## Recorded data
%%

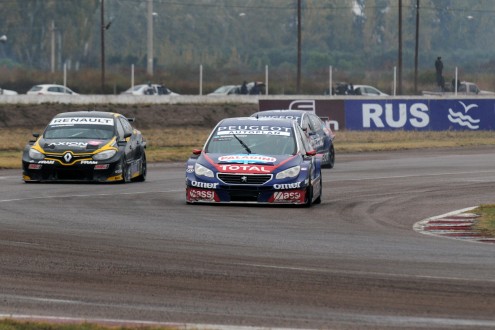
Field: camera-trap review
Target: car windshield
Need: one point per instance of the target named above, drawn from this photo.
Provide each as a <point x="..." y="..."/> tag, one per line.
<point x="79" y="132"/>
<point x="250" y="142"/>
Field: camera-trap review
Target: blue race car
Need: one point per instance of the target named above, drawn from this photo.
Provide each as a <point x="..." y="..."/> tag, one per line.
<point x="319" y="133"/>
<point x="255" y="160"/>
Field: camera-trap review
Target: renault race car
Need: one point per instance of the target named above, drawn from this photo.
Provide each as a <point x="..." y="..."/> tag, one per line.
<point x="86" y="146"/>
<point x="319" y="134"/>
<point x="251" y="160"/>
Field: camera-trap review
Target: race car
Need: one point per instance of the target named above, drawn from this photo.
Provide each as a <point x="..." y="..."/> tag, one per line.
<point x="86" y="146"/>
<point x="255" y="160"/>
<point x="319" y="134"/>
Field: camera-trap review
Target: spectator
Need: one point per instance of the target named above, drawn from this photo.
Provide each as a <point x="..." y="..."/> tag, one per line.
<point x="244" y="88"/>
<point x="439" y="70"/>
<point x="255" y="90"/>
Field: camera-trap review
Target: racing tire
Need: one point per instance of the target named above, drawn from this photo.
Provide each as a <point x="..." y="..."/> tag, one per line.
<point x="331" y="157"/>
<point x="318" y="200"/>
<point x="126" y="175"/>
<point x="142" y="176"/>
<point x="309" y="195"/>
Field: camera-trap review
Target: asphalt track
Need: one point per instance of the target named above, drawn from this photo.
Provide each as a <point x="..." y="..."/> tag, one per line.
<point x="136" y="253"/>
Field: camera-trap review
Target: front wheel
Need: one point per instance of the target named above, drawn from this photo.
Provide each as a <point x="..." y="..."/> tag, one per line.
<point x="142" y="176"/>
<point x="126" y="175"/>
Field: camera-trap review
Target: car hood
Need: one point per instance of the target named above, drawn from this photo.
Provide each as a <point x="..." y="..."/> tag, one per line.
<point x="74" y="145"/>
<point x="249" y="163"/>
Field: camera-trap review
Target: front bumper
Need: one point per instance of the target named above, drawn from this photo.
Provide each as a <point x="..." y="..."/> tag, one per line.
<point x="89" y="171"/>
<point x="274" y="194"/>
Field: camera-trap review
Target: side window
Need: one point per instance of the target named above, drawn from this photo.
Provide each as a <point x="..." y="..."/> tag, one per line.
<point x="301" y="136"/>
<point x="120" y="129"/>
<point x="316" y="122"/>
<point x="306" y="124"/>
<point x="126" y="125"/>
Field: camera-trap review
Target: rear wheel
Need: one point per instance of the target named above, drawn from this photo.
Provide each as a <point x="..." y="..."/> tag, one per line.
<point x="142" y="176"/>
<point x="331" y="157"/>
<point x="318" y="200"/>
<point x="309" y="194"/>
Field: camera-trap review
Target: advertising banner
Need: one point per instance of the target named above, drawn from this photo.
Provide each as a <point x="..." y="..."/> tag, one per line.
<point x="333" y="109"/>
<point x="397" y="114"/>
<point x="420" y="114"/>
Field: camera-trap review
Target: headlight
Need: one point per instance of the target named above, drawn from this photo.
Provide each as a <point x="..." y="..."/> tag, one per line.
<point x="203" y="171"/>
<point x="105" y="155"/>
<point x="35" y="154"/>
<point x="289" y="173"/>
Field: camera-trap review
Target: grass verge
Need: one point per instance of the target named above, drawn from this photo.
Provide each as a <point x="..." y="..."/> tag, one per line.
<point x="486" y="222"/>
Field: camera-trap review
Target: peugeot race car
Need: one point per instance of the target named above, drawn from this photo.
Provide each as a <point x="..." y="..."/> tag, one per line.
<point x="251" y="160"/>
<point x="319" y="134"/>
<point x="86" y="146"/>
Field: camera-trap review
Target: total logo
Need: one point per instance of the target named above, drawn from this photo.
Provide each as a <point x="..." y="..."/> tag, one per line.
<point x="244" y="168"/>
<point x="207" y="185"/>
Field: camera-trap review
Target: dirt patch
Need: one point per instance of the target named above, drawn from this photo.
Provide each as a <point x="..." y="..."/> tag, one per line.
<point x="147" y="116"/>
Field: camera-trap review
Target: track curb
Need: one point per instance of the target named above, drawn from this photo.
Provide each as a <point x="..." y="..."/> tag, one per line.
<point x="458" y="224"/>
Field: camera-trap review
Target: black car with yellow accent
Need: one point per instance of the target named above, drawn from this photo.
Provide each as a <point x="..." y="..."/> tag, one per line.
<point x="86" y="146"/>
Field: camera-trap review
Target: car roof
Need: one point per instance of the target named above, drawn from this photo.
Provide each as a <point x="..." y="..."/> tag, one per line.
<point x="92" y="113"/>
<point x="254" y="121"/>
<point x="296" y="114"/>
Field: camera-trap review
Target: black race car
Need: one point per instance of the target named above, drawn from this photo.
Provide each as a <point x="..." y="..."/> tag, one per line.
<point x="86" y="146"/>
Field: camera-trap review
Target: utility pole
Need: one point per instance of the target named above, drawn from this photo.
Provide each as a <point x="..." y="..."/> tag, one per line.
<point x="416" y="50"/>
<point x="399" y="74"/>
<point x="102" y="46"/>
<point x="298" y="87"/>
<point x="52" y="33"/>
<point x="150" y="39"/>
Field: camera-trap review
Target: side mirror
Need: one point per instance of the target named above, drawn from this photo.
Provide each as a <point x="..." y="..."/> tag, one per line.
<point x="36" y="136"/>
<point x="311" y="153"/>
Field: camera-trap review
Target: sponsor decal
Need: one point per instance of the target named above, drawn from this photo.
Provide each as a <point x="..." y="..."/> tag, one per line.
<point x="294" y="185"/>
<point x="81" y="121"/>
<point x="94" y="143"/>
<point x="307" y="105"/>
<point x="464" y="119"/>
<point x="68" y="157"/>
<point x="200" y="194"/>
<point x="247" y="159"/>
<point x="73" y="144"/>
<point x="208" y="185"/>
<point x="253" y="129"/>
<point x="288" y="196"/>
<point x="244" y="168"/>
<point x="261" y="115"/>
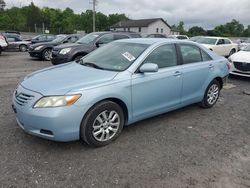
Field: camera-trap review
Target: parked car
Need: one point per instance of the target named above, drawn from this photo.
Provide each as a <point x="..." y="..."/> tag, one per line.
<point x="16" y="42"/>
<point x="181" y="37"/>
<point x="3" y="43"/>
<point x="43" y="50"/>
<point x="156" y="35"/>
<point x="42" y="38"/>
<point x="116" y="85"/>
<point x="240" y="62"/>
<point x="220" y="45"/>
<point x="194" y="39"/>
<point x="70" y="52"/>
<point x="243" y="44"/>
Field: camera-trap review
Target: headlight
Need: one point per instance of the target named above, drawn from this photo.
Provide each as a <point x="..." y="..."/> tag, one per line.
<point x="56" y="101"/>
<point x="65" y="51"/>
<point x="38" y="47"/>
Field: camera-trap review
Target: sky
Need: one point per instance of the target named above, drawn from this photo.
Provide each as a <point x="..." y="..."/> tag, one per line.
<point x="207" y="14"/>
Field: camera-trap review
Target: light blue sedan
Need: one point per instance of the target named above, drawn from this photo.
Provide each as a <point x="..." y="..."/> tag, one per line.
<point x="116" y="85"/>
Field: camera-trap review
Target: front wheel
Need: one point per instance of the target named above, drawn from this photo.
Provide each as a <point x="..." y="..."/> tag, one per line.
<point x="47" y="54"/>
<point x="102" y="124"/>
<point x="211" y="95"/>
<point x="232" y="52"/>
<point x="23" y="48"/>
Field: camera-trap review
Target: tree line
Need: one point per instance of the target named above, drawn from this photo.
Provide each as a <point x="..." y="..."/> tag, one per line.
<point x="230" y="29"/>
<point x="31" y="17"/>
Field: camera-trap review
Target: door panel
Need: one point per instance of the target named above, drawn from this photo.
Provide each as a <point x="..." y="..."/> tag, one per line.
<point x="154" y="93"/>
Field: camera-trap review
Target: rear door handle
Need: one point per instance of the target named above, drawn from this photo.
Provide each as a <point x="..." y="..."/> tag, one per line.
<point x="211" y="66"/>
<point x="177" y="73"/>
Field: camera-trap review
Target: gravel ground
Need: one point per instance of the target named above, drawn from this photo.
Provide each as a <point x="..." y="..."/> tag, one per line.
<point x="190" y="147"/>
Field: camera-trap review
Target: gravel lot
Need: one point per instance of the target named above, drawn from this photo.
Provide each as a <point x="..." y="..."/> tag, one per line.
<point x="190" y="147"/>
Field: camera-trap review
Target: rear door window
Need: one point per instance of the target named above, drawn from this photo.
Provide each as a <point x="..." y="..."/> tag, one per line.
<point x="190" y="54"/>
<point x="163" y="56"/>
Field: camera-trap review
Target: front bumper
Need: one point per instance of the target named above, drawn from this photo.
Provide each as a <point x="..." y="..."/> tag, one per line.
<point x="240" y="70"/>
<point x="58" y="124"/>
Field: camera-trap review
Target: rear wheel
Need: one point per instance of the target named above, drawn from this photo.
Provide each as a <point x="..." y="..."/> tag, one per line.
<point x="232" y="52"/>
<point x="211" y="95"/>
<point x="23" y="48"/>
<point x="47" y="54"/>
<point x="102" y="124"/>
<point x="77" y="58"/>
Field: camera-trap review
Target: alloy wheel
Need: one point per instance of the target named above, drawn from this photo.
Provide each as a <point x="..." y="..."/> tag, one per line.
<point x="106" y="125"/>
<point x="213" y="94"/>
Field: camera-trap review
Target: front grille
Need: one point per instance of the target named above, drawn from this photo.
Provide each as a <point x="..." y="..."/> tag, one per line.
<point x="23" y="98"/>
<point x="242" y="66"/>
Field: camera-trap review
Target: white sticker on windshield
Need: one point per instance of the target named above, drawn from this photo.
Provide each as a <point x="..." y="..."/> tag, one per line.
<point x="128" y="56"/>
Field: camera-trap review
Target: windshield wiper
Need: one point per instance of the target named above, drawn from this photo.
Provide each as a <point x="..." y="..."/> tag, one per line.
<point x="90" y="64"/>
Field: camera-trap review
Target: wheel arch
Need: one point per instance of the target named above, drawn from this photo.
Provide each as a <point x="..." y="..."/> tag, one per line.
<point x="79" y="53"/>
<point x="219" y="79"/>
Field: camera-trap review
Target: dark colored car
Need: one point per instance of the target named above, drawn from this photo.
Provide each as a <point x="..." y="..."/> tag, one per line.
<point x="16" y="42"/>
<point x="70" y="52"/>
<point x="156" y="36"/>
<point x="3" y="43"/>
<point x="43" y="50"/>
<point x="42" y="38"/>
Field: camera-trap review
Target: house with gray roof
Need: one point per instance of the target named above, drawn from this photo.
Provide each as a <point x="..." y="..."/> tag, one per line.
<point x="144" y="26"/>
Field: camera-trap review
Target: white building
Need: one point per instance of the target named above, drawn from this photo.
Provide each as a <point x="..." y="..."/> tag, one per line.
<point x="144" y="26"/>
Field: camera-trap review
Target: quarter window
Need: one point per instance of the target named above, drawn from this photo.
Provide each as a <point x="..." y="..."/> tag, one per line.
<point x="205" y="56"/>
<point x="190" y="54"/>
<point x="163" y="56"/>
<point x="106" y="39"/>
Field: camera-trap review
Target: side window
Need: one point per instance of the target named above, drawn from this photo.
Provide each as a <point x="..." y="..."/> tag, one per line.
<point x="42" y="38"/>
<point x="120" y="36"/>
<point x="227" y="41"/>
<point x="163" y="56"/>
<point x="190" y="54"/>
<point x="205" y="56"/>
<point x="220" y="42"/>
<point x="106" y="39"/>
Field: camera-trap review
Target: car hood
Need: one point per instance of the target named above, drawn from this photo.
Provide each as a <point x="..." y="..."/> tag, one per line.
<point x="61" y="79"/>
<point x="208" y="45"/>
<point x="241" y="56"/>
<point x="44" y="44"/>
<point x="71" y="45"/>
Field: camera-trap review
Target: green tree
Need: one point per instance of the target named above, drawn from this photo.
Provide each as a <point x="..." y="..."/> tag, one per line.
<point x="196" y="31"/>
<point x="180" y="28"/>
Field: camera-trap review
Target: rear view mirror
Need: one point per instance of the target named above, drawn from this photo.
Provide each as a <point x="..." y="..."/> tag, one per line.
<point x="149" y="67"/>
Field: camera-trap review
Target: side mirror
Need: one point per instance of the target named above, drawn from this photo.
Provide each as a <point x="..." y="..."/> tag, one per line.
<point x="99" y="44"/>
<point x="148" y="67"/>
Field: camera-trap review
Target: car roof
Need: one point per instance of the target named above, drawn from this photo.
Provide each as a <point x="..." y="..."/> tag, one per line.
<point x="151" y="41"/>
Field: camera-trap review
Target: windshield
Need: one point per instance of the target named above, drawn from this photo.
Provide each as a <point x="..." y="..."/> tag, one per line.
<point x="247" y="41"/>
<point x="207" y="41"/>
<point x="247" y="48"/>
<point x="116" y="56"/>
<point x="88" y="38"/>
<point x="59" y="39"/>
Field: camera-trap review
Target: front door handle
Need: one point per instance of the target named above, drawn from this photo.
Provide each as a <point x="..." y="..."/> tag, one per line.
<point x="177" y="73"/>
<point x="211" y="66"/>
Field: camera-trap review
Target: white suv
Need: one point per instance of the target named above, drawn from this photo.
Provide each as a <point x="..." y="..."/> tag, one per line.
<point x="3" y="43"/>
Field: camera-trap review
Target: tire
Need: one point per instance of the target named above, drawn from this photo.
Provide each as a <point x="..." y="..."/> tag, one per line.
<point x="232" y="52"/>
<point x="103" y="133"/>
<point x="47" y="54"/>
<point x="77" y="58"/>
<point x="23" y="48"/>
<point x="211" y="95"/>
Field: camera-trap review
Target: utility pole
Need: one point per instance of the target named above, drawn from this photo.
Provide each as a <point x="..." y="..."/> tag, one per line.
<point x="94" y="5"/>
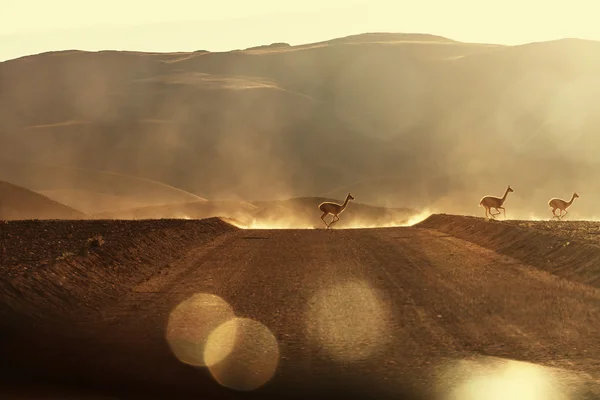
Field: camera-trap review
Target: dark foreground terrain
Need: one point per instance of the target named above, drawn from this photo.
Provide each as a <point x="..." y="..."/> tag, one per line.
<point x="417" y="312"/>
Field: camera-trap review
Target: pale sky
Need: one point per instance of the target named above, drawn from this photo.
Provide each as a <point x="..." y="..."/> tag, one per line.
<point x="35" y="26"/>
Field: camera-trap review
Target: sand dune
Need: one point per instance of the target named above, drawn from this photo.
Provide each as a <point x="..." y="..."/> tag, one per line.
<point x="19" y="203"/>
<point x="434" y="114"/>
<point x="91" y="191"/>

%%

## REQUIREMENT
List each line of the material above that contains the word "with", copying every such line in full. Case counts.

## PROBLEM SOLUTION
Target: black car with yellow accent
Target: house with gray roof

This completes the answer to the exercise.